- Data rows:
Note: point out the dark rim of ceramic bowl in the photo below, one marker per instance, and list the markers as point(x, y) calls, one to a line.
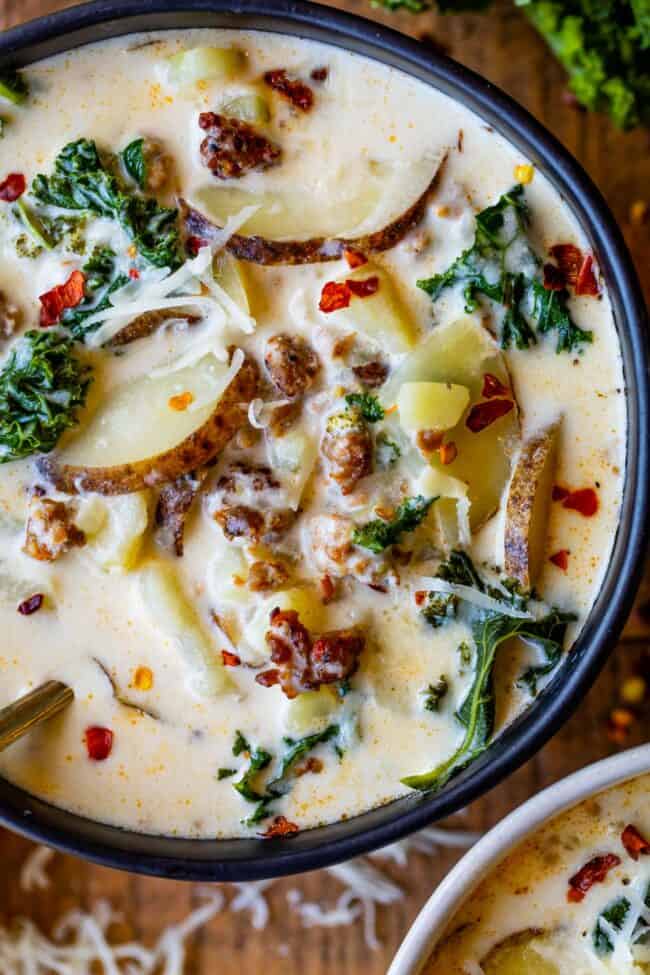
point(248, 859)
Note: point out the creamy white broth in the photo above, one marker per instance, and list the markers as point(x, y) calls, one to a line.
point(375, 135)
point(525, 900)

- Required task:
Rewrite all the items above, changing "photo" to "image" and leaving everything else the same. Omit the pictures.

- Response:
Note: point out the dark rim of ceramic bowl in the image below, one marker per instance, and list the markers as point(x, y) calls, one to a line.
point(248, 859)
Note: point out the creamy white broth in the image above, one marker per instance, and list the markers as point(x, y) calls, one to a line.
point(375, 135)
point(525, 900)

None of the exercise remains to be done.